Object position labeling entries

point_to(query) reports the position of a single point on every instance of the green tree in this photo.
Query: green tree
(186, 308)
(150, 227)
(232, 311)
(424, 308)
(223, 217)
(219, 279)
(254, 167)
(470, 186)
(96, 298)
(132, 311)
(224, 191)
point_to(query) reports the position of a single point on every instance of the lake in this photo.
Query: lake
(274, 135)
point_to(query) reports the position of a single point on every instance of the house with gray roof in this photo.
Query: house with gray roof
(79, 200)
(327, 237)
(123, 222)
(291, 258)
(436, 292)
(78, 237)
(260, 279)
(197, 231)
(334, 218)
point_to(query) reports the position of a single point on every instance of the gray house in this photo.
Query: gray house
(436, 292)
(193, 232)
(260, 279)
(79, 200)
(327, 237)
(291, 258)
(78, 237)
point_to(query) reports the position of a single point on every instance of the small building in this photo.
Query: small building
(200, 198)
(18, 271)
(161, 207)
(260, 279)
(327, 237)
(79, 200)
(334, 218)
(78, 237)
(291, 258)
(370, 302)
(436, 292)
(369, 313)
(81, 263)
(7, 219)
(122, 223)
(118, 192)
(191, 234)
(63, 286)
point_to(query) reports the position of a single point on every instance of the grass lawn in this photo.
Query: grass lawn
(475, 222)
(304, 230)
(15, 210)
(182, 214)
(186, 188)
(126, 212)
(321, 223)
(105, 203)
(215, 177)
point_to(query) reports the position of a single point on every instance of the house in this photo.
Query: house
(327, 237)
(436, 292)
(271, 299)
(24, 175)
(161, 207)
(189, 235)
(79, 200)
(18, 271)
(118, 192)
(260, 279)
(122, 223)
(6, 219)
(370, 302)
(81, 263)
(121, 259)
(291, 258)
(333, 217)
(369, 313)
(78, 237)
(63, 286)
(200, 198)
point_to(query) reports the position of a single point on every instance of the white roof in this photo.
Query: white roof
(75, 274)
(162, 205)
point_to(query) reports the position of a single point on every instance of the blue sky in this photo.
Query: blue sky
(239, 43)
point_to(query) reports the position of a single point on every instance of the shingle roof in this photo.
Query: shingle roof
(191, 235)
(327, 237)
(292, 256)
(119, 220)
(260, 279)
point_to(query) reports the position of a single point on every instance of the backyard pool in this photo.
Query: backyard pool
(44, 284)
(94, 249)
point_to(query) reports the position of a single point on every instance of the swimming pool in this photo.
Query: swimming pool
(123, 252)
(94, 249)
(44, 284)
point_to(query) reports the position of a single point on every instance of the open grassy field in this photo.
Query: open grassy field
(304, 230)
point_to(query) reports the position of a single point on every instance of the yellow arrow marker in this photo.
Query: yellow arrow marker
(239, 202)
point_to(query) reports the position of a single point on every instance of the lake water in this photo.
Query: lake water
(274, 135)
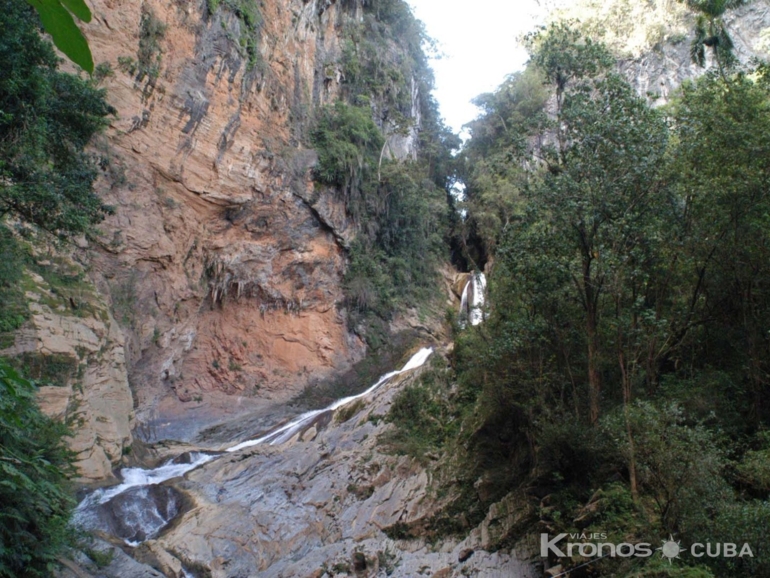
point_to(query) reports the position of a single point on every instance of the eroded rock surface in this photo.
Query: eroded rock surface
(327, 499)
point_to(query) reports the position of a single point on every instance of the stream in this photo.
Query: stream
(141, 506)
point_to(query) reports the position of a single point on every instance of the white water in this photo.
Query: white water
(85, 514)
(133, 477)
(287, 431)
(476, 286)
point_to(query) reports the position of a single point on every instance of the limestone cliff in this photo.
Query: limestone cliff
(225, 277)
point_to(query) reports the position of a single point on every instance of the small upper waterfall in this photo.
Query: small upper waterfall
(473, 299)
(140, 508)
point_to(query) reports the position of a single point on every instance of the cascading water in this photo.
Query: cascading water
(140, 508)
(472, 300)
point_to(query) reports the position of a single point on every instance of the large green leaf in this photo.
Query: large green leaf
(79, 9)
(67, 37)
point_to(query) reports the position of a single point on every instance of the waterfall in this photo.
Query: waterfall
(473, 299)
(286, 432)
(139, 508)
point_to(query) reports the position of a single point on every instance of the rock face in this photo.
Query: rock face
(328, 501)
(222, 263)
(661, 71)
(72, 341)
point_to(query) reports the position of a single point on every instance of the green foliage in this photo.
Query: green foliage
(423, 415)
(622, 376)
(711, 31)
(250, 20)
(13, 307)
(151, 32)
(34, 493)
(348, 144)
(56, 18)
(47, 119)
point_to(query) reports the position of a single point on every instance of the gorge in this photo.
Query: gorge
(217, 251)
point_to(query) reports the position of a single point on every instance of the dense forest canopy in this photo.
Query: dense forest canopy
(620, 384)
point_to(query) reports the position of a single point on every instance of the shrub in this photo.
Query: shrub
(35, 499)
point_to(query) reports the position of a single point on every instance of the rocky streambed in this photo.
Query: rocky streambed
(314, 497)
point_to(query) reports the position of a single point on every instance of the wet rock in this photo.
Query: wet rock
(137, 514)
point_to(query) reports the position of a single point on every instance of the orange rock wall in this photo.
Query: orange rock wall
(224, 278)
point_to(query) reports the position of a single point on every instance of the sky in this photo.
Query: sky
(479, 44)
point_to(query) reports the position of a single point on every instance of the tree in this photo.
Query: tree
(47, 119)
(34, 491)
(711, 32)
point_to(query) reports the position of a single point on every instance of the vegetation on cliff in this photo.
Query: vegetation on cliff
(401, 206)
(46, 119)
(620, 383)
(34, 488)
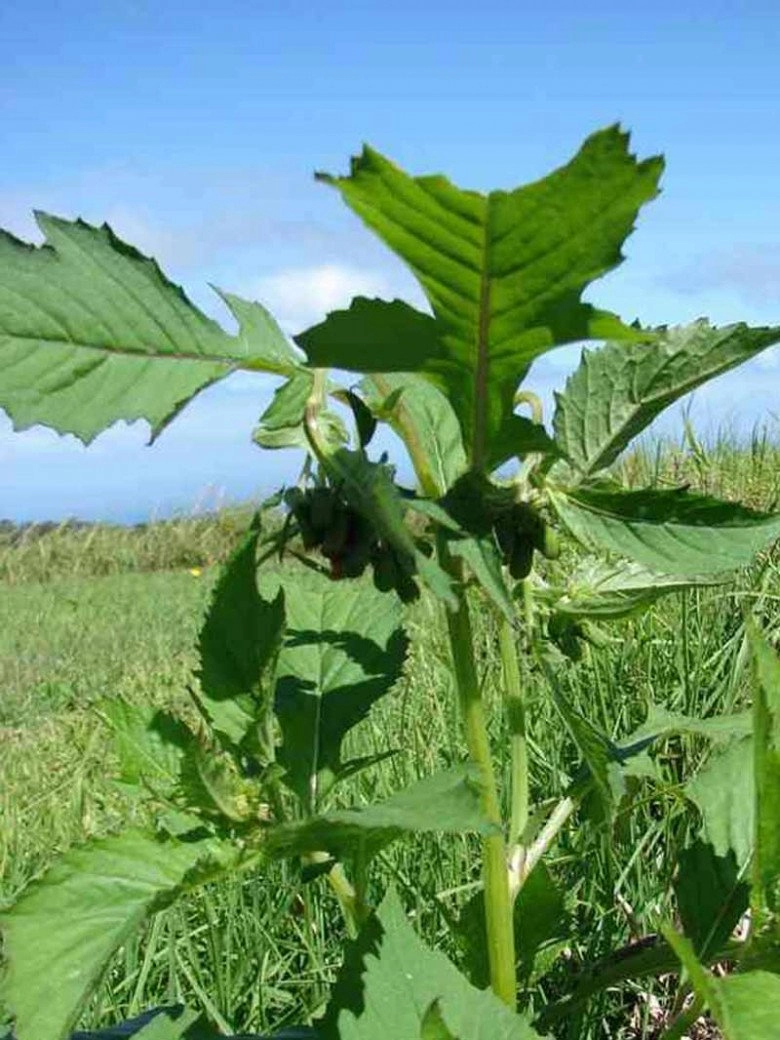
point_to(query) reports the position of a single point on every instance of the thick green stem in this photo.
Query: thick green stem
(500, 936)
(516, 716)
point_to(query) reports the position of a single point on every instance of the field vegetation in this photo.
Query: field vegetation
(95, 613)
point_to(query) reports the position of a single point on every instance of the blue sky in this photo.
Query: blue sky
(195, 129)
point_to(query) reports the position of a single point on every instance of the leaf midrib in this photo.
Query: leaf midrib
(123, 352)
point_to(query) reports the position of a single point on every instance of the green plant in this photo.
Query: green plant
(291, 660)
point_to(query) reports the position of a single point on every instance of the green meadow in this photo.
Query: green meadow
(89, 613)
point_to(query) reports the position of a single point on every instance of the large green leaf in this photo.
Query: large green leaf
(237, 642)
(503, 273)
(661, 723)
(671, 531)
(620, 389)
(390, 980)
(747, 1006)
(420, 413)
(744, 1006)
(61, 933)
(724, 793)
(446, 802)
(767, 768)
(711, 897)
(343, 649)
(92, 332)
(150, 744)
(615, 590)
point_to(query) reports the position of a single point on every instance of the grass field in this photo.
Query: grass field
(95, 613)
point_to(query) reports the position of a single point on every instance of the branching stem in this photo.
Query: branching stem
(500, 937)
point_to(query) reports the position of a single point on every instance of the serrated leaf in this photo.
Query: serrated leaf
(481, 554)
(744, 1006)
(288, 404)
(661, 723)
(389, 981)
(711, 897)
(767, 768)
(212, 787)
(447, 802)
(423, 417)
(618, 390)
(150, 743)
(92, 332)
(724, 793)
(237, 642)
(670, 531)
(263, 344)
(62, 931)
(343, 649)
(617, 590)
(370, 489)
(503, 273)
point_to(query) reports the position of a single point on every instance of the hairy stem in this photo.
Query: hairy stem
(500, 936)
(516, 717)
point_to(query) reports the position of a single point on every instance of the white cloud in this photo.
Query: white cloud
(752, 273)
(300, 296)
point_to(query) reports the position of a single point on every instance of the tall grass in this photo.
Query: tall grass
(258, 953)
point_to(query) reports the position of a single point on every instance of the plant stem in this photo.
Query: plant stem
(523, 860)
(516, 717)
(684, 1020)
(500, 935)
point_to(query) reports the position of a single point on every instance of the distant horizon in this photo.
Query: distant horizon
(195, 135)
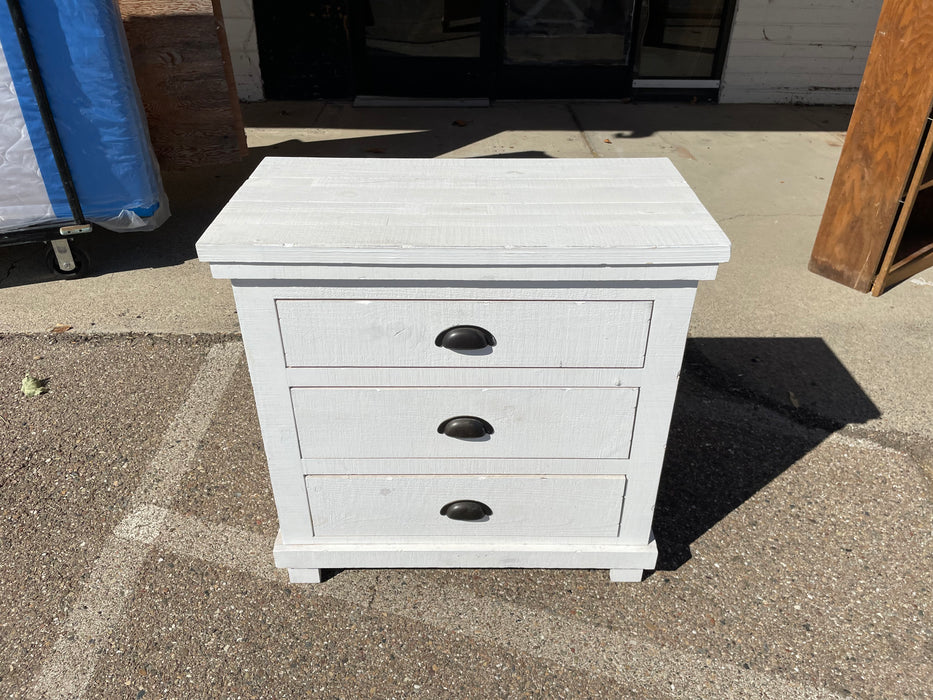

**STATED EXERCISE**
Reproduce the stretch from the line containing "branching stem in this photo." through the end of the records, substituting "stalk" for each occurrence of "stem" and leaving everything else unchanged. Omit the pictures from the result.

**TASK RESPONSE**
point_to(query) reports the position of a single point on every instance of the branching stalk in this photo.
Query: branching stalk
(500, 937)
point_to(query) reports the position of a single point on every instance of the serrated leaf in this photo.
Query: serrated leaf
(481, 554)
(744, 1006)
(288, 404)
(661, 723)
(389, 981)
(711, 897)
(767, 768)
(212, 787)
(447, 802)
(423, 417)
(618, 390)
(150, 743)
(92, 332)
(724, 793)
(237, 642)
(670, 531)
(263, 344)
(62, 931)
(343, 649)
(617, 590)
(370, 489)
(503, 273)
point_to(query) reports the position of a single point on every instance of the hairy stalk in this photo.
Query: hairy stalk
(500, 936)
(516, 717)
point_to(query) reports the position of a single point on every instance of the white cloud in this photo.
Query: white cloud
(752, 273)
(300, 296)
point_to(query) reports the position of a single point on every instance of the tall grass in this photo.
Query: tall grass
(258, 953)
point_to(query) reports the position of a single point on every instance of the plant stalk in this photo.
Query: plant stalk
(523, 860)
(516, 717)
(684, 1020)
(500, 935)
point_to(query) reports the position of a single point on every instance of the distant horizon in this photo.
Query: distant horizon
(195, 135)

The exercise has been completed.